# Records from a dataset

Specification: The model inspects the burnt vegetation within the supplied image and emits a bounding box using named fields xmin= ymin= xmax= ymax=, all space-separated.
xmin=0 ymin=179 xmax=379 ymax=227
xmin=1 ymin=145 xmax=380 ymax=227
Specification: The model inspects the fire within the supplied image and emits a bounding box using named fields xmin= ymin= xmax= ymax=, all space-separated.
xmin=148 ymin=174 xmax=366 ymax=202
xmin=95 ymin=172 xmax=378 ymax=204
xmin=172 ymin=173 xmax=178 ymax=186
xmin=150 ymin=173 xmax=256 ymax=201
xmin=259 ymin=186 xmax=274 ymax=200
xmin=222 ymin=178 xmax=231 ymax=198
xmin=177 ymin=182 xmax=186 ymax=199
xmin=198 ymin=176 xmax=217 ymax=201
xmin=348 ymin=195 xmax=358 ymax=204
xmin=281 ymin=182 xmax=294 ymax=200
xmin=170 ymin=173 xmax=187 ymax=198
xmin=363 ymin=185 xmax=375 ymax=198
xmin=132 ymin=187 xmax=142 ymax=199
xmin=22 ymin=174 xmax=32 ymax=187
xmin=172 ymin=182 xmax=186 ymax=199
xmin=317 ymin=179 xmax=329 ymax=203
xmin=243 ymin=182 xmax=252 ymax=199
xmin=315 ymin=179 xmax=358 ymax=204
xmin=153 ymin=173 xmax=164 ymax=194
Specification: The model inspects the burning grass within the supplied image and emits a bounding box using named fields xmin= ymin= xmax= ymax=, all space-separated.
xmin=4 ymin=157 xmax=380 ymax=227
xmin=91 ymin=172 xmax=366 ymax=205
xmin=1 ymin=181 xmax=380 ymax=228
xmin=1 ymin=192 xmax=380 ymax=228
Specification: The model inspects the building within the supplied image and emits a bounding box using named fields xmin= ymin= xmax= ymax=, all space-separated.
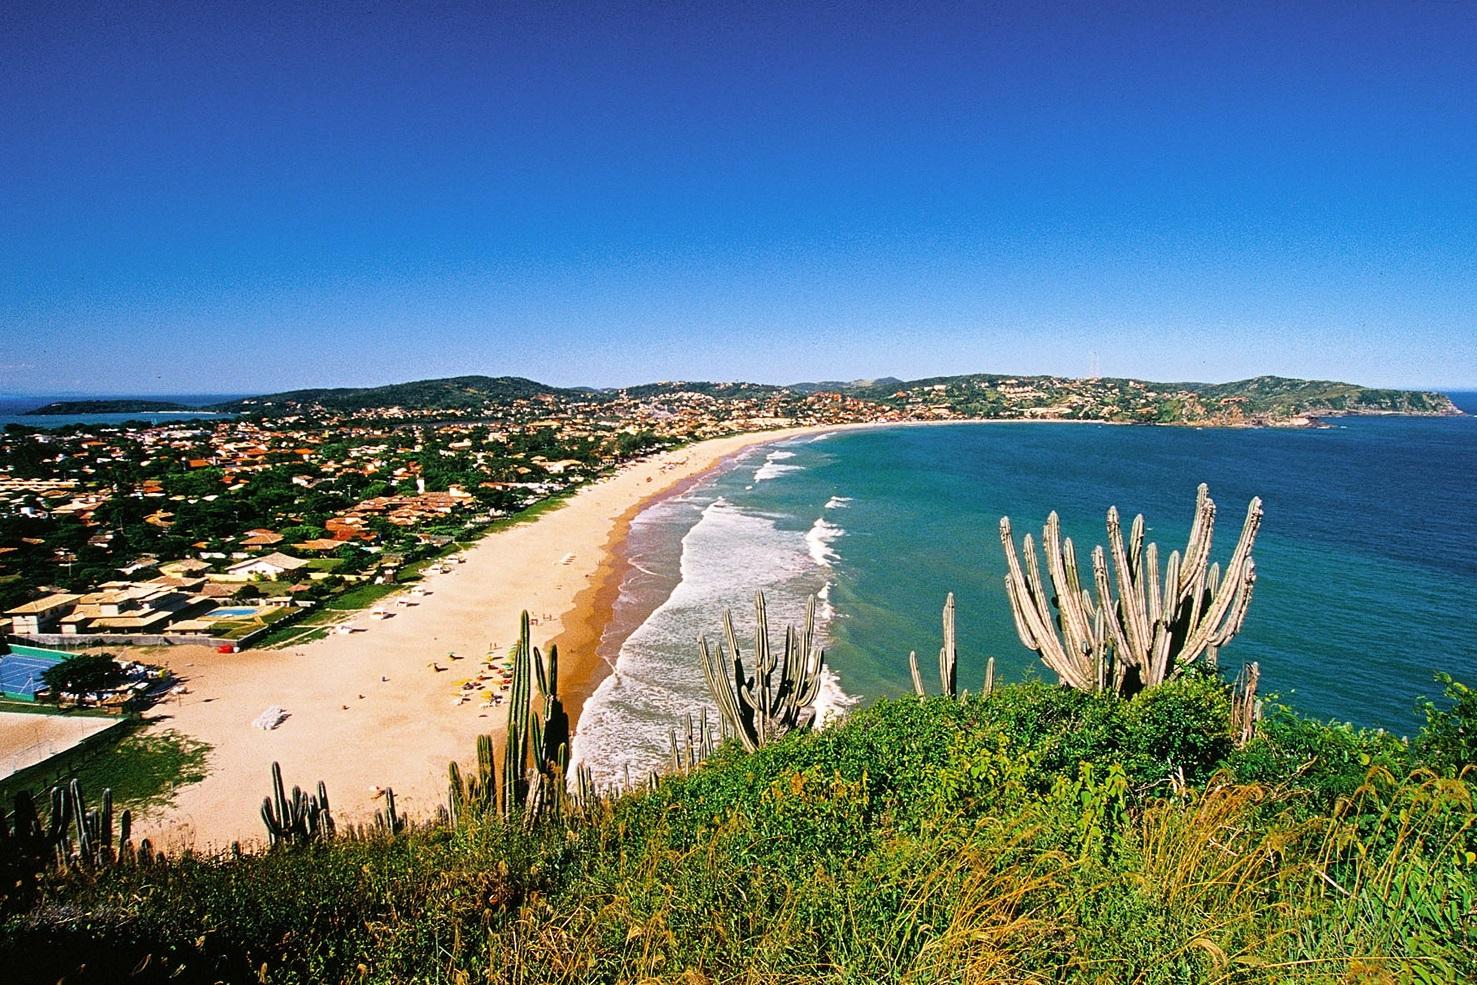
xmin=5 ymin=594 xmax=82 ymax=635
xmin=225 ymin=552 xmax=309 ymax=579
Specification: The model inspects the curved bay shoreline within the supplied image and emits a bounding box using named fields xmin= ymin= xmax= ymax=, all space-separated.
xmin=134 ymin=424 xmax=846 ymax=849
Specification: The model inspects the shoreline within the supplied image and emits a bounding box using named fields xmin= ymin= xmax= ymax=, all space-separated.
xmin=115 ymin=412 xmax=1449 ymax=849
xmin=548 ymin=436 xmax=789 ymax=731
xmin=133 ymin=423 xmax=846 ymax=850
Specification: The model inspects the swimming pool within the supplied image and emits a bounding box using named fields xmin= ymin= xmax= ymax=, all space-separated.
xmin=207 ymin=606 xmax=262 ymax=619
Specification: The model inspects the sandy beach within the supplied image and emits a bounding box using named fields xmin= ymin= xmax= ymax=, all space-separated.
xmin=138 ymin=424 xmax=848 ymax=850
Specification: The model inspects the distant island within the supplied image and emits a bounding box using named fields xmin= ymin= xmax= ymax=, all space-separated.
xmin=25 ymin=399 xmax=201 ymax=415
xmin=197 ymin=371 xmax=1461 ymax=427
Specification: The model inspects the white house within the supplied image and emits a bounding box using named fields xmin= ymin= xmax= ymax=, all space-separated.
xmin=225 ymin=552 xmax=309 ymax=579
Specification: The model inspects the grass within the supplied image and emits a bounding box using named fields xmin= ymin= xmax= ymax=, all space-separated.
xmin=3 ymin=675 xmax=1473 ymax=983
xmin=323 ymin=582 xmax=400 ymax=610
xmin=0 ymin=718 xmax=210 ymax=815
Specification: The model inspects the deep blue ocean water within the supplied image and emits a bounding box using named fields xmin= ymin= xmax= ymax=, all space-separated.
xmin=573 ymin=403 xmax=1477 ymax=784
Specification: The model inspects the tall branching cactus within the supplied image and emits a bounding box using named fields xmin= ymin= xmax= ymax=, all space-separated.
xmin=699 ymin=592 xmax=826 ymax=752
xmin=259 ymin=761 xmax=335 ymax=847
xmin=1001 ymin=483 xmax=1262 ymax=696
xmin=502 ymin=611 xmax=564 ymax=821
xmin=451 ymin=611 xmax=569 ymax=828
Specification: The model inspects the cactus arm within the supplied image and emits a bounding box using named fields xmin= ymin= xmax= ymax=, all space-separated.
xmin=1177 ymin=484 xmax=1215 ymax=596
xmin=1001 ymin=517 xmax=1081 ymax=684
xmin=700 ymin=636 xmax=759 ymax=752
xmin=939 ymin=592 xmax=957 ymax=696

--

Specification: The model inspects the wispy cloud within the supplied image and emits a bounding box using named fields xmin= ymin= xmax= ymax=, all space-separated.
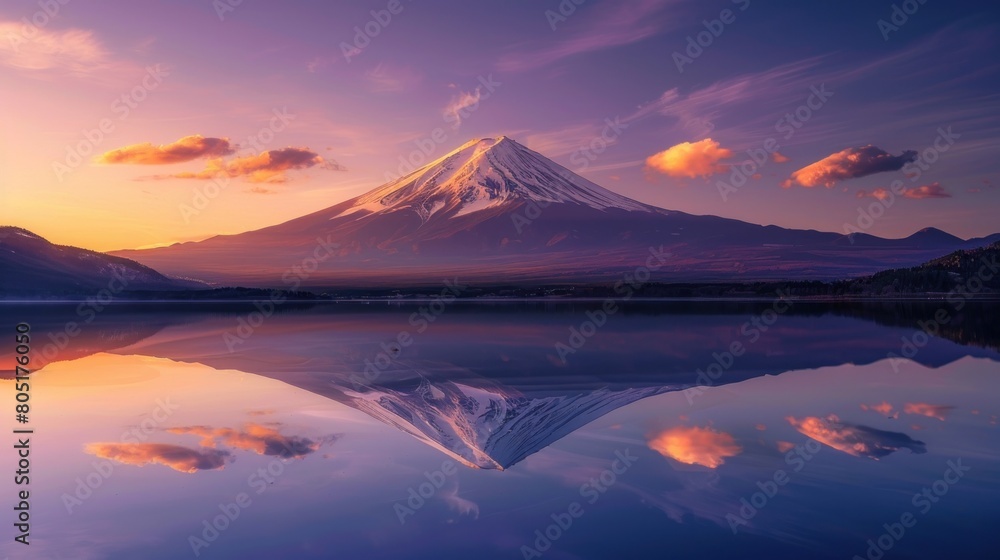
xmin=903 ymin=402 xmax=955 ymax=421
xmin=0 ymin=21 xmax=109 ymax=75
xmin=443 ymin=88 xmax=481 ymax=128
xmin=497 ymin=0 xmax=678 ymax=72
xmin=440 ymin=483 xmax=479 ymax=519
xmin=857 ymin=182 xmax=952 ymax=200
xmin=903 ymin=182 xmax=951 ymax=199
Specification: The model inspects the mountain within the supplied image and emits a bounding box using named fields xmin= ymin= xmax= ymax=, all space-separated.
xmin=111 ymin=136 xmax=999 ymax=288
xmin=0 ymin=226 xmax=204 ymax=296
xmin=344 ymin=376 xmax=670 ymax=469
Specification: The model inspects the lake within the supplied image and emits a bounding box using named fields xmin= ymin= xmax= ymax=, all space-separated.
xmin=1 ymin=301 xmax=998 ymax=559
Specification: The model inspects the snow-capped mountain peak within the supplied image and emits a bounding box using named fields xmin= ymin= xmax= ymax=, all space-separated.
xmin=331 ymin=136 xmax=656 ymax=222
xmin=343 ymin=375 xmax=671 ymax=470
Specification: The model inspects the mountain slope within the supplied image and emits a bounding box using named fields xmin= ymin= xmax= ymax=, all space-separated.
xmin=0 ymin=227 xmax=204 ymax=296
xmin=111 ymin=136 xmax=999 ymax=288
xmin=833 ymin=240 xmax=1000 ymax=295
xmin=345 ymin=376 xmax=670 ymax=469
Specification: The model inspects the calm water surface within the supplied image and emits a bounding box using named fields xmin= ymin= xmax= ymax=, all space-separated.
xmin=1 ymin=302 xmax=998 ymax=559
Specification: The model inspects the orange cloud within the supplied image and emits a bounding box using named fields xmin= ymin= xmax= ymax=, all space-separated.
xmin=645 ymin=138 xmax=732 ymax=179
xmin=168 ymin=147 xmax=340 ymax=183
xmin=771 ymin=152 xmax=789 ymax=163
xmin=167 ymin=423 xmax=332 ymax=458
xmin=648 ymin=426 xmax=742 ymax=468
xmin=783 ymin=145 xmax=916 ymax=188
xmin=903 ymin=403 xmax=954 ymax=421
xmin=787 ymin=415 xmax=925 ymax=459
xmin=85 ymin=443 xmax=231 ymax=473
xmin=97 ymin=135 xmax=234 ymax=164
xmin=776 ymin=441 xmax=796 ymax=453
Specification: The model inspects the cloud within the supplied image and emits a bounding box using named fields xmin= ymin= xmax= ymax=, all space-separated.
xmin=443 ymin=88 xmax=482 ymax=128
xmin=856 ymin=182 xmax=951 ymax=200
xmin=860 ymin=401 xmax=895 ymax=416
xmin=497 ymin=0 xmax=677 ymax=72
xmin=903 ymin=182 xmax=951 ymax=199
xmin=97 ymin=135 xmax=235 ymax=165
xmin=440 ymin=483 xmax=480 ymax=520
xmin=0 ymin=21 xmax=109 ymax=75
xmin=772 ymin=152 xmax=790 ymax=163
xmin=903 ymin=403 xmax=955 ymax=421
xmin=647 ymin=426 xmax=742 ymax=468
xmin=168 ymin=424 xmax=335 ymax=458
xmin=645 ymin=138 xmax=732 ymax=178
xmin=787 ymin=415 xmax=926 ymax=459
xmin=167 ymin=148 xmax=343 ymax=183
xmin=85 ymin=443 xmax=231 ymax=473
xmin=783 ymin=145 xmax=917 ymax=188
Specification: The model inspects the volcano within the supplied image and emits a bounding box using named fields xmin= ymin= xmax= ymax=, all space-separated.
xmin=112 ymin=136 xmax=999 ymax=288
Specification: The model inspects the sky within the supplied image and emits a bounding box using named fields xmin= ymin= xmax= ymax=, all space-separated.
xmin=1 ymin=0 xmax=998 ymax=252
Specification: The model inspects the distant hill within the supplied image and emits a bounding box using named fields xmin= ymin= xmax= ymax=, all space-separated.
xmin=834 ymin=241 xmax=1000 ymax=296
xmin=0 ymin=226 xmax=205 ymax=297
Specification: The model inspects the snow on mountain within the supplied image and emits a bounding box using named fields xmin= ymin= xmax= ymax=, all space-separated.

* * *

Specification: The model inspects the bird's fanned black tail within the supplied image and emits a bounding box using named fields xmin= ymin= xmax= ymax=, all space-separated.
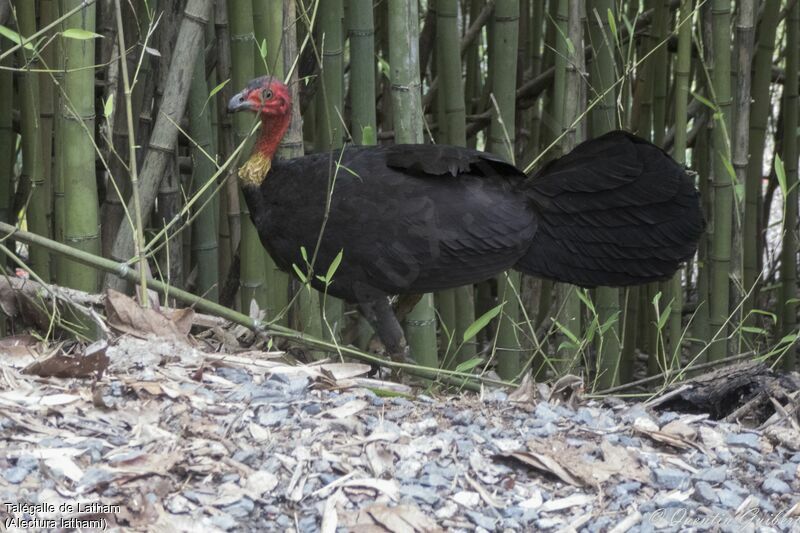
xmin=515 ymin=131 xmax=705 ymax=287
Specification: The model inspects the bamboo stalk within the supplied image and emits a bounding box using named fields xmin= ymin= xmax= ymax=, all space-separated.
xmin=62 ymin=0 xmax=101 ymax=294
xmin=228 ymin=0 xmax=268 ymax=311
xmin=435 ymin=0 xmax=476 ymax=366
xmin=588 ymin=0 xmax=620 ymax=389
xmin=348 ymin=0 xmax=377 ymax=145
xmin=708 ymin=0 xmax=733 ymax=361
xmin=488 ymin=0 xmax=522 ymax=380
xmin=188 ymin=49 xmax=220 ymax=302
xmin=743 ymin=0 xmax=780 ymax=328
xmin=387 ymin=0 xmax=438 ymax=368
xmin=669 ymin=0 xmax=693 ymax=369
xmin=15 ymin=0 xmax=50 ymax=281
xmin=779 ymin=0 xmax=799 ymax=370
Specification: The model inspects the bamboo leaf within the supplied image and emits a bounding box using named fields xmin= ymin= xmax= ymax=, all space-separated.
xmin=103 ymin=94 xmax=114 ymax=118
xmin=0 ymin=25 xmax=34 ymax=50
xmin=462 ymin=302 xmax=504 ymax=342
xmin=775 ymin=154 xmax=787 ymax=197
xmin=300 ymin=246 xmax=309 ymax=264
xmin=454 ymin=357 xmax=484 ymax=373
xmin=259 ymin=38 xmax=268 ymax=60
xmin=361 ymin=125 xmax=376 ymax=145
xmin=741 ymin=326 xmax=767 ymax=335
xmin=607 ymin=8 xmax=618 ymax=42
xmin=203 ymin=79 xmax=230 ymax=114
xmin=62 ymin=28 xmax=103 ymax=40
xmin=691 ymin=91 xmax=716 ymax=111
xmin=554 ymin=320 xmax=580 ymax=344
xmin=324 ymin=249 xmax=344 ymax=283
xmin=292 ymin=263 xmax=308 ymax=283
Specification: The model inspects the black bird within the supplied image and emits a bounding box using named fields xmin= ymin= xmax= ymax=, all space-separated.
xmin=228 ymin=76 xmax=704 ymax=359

# TRY IT
Please give an exact copy of the entries above, from the line with "Specification: The model inspects the distant hill" down to the line with "Specification: The model inspects the snow on", inclusive, and nothing else.

# FINISHED TASK
Specification: The model inspects the distant hill within the supplied image and emits a bounding box using named fields xmin= ymin= xmax= ymax=, all space-separated.
xmin=834 ymin=241 xmax=1000 ymax=296
xmin=0 ymin=226 xmax=205 ymax=297
Specification: The model inspects the snow on mountain within the supplied image and emits a bounding box using named fields xmin= ymin= xmax= ymax=, all space-separated.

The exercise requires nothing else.